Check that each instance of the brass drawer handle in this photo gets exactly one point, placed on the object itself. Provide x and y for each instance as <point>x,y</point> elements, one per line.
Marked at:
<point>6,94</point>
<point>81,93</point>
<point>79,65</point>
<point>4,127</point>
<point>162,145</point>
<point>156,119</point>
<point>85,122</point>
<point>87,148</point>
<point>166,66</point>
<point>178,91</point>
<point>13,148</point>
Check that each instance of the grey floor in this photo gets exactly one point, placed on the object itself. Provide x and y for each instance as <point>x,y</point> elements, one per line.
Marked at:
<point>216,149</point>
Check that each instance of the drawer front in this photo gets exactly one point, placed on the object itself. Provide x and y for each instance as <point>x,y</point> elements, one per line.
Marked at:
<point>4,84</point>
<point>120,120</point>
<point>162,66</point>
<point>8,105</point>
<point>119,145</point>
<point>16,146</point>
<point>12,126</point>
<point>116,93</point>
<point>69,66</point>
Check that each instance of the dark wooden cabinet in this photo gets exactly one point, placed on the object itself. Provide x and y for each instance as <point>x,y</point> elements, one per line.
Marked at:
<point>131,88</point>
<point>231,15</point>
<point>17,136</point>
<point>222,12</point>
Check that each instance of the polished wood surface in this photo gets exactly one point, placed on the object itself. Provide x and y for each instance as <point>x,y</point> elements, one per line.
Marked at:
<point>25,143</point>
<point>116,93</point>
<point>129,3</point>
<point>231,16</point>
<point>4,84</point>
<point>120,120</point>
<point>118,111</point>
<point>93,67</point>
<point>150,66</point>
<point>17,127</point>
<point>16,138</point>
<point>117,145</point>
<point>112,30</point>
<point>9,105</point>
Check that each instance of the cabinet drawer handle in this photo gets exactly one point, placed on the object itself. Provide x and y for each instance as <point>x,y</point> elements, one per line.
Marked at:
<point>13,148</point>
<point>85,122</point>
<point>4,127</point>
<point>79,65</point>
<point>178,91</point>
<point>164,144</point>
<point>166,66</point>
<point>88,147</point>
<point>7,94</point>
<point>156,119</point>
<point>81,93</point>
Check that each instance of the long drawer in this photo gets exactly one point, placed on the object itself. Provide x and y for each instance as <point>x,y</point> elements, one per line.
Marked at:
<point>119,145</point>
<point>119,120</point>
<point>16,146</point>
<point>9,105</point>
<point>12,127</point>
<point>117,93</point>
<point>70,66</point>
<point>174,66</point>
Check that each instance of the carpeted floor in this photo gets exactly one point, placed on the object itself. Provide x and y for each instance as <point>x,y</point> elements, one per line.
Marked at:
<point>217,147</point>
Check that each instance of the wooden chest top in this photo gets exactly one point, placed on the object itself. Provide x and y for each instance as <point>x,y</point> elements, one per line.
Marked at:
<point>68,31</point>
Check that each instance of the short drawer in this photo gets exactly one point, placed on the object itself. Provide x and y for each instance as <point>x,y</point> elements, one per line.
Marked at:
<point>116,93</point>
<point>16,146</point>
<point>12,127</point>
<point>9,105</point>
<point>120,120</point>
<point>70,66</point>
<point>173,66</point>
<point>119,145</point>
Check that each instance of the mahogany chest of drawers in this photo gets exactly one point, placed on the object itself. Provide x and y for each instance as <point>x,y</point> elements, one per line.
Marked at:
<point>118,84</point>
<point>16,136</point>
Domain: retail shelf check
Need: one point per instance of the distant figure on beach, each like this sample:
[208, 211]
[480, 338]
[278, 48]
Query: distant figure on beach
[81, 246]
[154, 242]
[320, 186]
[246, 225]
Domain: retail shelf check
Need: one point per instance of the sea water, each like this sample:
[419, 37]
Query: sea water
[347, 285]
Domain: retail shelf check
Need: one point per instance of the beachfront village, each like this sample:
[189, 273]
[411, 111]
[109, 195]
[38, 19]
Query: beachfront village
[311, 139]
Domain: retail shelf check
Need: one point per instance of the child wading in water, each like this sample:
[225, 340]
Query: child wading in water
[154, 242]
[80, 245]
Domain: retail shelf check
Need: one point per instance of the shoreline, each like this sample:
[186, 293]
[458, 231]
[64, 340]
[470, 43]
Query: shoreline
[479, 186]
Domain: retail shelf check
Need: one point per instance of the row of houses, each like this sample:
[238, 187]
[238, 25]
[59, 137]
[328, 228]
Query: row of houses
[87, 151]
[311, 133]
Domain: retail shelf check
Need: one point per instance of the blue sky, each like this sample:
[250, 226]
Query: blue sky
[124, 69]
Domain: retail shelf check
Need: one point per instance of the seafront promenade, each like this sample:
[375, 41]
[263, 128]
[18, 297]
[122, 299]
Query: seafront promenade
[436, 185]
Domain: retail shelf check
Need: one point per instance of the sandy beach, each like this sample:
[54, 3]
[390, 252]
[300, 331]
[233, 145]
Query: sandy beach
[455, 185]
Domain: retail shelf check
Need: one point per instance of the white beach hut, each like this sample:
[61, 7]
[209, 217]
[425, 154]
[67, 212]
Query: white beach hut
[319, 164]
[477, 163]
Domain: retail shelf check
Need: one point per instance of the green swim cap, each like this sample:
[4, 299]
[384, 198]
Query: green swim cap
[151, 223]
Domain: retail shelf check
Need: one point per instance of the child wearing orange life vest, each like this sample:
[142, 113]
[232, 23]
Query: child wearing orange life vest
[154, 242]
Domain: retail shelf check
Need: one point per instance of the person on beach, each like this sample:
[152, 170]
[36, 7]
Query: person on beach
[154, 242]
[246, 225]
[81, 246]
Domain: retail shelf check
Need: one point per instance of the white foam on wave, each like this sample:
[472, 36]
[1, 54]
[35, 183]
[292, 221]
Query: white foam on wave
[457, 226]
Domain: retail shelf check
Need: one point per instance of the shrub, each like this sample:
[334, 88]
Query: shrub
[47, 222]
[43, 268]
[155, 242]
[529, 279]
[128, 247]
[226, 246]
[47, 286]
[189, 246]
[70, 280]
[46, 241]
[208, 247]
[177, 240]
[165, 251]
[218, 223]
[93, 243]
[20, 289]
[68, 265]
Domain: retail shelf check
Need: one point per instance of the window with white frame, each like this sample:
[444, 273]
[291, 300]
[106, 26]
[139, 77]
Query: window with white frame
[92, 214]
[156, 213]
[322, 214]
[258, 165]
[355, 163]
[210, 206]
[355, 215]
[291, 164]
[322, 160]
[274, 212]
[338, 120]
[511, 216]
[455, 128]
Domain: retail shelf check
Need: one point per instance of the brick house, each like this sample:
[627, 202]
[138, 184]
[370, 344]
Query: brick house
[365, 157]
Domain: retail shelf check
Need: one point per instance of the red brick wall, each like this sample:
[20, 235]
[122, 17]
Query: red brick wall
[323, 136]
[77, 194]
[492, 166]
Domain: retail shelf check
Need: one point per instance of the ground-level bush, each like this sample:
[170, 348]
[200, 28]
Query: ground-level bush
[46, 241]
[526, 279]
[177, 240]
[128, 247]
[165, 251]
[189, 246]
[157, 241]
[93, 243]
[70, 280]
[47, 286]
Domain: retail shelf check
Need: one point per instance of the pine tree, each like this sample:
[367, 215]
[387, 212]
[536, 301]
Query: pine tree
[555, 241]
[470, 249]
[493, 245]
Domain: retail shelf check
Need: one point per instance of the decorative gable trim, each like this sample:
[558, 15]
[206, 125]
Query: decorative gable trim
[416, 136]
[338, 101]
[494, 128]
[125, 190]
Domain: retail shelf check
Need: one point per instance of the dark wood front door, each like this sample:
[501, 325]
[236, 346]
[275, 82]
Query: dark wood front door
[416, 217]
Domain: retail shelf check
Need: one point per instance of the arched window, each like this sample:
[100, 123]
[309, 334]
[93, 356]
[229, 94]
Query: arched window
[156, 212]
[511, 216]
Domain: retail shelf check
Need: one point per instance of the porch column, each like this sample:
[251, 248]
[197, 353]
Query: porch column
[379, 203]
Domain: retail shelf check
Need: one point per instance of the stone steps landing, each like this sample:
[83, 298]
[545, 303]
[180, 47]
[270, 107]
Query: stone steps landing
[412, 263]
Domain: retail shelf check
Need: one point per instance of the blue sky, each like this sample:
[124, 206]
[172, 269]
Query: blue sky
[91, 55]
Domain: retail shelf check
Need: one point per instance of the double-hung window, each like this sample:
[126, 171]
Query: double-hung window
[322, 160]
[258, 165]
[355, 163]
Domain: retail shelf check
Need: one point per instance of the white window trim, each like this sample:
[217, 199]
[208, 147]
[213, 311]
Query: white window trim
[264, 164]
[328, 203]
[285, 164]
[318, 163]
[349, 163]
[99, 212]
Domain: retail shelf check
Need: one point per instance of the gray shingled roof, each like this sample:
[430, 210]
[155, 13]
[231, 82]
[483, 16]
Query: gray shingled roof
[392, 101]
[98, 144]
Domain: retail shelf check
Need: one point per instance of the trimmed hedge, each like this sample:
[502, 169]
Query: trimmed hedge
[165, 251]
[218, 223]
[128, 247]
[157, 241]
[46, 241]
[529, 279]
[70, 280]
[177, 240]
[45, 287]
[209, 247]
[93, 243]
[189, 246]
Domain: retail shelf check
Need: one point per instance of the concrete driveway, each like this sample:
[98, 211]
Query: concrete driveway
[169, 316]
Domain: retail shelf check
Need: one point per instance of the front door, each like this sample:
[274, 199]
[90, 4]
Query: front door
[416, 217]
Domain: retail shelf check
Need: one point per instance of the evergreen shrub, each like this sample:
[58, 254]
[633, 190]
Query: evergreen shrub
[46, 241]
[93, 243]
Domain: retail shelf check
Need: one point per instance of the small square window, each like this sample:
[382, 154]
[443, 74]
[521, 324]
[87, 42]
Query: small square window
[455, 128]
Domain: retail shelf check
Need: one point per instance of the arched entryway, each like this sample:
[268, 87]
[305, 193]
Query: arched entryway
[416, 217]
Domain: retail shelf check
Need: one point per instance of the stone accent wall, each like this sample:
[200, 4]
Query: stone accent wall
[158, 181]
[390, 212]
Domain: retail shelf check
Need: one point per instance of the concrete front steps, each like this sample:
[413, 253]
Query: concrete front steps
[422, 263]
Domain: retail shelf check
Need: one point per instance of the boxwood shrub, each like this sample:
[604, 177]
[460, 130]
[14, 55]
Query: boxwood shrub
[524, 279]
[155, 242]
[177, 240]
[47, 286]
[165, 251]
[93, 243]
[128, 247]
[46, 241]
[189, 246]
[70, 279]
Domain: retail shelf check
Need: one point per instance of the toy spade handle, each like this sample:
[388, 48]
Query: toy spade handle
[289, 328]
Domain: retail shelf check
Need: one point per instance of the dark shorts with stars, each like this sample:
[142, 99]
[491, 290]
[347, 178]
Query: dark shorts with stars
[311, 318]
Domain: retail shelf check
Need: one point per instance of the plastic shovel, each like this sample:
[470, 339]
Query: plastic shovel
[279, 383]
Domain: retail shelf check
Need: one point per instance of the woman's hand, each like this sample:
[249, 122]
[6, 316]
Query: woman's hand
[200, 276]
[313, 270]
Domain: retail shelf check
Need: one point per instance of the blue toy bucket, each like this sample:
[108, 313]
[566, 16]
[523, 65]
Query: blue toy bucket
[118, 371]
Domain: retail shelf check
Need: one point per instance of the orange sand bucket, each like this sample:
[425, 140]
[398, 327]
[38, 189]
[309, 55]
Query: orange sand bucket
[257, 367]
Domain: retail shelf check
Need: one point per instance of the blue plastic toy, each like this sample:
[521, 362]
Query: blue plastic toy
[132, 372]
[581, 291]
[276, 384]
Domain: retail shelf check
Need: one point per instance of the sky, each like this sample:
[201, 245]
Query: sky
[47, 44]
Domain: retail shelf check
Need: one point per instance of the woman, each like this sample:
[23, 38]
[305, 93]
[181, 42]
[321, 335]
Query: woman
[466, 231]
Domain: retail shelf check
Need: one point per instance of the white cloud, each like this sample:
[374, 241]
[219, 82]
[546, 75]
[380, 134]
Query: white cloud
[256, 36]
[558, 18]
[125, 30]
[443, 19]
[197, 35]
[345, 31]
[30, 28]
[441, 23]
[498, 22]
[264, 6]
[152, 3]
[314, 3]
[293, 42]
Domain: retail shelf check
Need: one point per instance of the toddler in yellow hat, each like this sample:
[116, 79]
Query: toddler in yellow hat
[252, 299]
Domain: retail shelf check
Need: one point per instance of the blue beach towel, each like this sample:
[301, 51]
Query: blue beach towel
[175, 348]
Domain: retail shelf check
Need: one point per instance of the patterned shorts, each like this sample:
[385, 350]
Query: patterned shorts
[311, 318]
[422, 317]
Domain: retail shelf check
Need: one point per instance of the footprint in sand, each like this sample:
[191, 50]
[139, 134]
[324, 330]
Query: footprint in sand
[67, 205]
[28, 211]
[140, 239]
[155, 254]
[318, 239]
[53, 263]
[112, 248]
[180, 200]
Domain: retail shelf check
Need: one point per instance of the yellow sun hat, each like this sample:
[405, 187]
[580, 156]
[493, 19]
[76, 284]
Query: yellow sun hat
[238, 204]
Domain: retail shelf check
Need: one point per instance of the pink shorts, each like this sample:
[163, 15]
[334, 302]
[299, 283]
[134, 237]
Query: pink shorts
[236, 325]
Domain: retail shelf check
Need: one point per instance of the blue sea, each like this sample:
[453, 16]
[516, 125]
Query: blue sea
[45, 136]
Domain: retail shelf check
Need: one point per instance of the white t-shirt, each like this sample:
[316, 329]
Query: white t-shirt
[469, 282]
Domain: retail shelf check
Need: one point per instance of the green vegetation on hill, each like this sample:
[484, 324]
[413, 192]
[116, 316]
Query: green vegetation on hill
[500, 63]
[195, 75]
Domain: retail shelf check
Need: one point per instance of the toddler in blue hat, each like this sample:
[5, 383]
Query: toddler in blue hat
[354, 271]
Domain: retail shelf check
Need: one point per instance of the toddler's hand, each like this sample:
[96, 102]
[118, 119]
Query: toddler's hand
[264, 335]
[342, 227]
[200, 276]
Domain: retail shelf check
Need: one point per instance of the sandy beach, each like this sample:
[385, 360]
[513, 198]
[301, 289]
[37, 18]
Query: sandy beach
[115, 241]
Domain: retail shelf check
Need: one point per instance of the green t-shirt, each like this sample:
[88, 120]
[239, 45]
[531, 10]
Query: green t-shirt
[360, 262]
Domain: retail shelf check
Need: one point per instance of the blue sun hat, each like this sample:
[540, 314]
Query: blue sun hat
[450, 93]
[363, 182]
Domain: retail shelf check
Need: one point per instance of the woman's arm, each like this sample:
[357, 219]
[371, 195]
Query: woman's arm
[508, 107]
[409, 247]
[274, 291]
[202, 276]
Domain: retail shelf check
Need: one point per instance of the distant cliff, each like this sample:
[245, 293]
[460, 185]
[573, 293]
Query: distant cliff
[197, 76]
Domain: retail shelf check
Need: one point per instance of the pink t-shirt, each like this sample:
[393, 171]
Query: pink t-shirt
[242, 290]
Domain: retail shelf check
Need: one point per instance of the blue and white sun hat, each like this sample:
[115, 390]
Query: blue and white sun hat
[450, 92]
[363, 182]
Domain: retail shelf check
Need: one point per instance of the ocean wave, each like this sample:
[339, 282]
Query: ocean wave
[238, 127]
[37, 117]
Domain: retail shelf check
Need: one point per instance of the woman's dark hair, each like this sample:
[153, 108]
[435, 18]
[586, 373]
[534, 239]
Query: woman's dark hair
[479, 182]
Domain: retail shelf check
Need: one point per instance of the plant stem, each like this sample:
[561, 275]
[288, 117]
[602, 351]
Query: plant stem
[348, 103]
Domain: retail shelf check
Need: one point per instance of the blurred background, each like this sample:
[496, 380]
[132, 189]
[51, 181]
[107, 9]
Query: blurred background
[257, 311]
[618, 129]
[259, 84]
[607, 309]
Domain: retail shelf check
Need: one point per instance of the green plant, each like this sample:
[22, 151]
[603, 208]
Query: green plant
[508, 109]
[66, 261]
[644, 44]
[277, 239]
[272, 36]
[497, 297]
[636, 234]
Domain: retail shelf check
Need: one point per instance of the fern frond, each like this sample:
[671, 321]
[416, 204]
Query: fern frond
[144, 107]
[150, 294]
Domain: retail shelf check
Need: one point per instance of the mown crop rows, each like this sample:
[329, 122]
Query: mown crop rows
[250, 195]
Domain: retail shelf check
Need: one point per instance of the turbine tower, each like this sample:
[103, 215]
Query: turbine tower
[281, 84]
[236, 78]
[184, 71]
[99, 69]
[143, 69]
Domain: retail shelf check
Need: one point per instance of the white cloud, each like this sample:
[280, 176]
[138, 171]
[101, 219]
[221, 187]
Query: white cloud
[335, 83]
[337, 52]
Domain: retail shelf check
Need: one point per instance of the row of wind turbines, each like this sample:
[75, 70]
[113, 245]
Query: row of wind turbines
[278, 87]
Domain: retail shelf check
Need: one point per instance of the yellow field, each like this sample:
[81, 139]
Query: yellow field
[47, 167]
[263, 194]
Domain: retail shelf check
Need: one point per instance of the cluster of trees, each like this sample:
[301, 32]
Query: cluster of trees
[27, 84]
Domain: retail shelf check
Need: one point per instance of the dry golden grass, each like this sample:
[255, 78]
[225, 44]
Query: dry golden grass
§
▶ **GOAL**
Give the items from the start through the line containing "<point>222,12</point>", both ends included, as a two-column CSV with the columns instruction and response. Each item gets one row with its text and its answer, each in a single quoted field with line breaks replaced by spaces.

▶ **EXPECTED ANSWER**
instruction,response
"Check that each instance of the brass drawer handle in this photo gets exactly one point, placed on the object itself. Provide x and y for each instance as <point>x,y</point> elements, one per line. Marked at:","<point>6,94</point> <point>81,93</point> <point>79,65</point> <point>4,127</point> <point>162,145</point> <point>156,119</point> <point>85,122</point> <point>87,148</point> <point>166,66</point> <point>178,91</point> <point>13,148</point>"
"Check that each instance of the grey floor in this photo gets exactly one point, placed on the object itself. Provide x and y for each instance as <point>x,y</point> elements, one per line. Marked at:","<point>216,149</point>"
"Check that each instance of the drawer front in this photo gets exactly one point, placed on the object itself. Provide x and y for each instance as <point>x,y</point> elements, one per line. Marked at:","<point>4,84</point> <point>120,120</point> <point>162,66</point> <point>8,105</point> <point>119,145</point> <point>16,146</point> <point>12,126</point> <point>116,93</point> <point>69,66</point>"
"Check that each instance of the dark wooden cabinet in this photo gets exactly one point, placed on the object itself. Provide x and y for each instance as <point>x,y</point> elements, one per line. Marked at:","<point>131,88</point> <point>231,15</point> <point>17,136</point> <point>222,12</point>"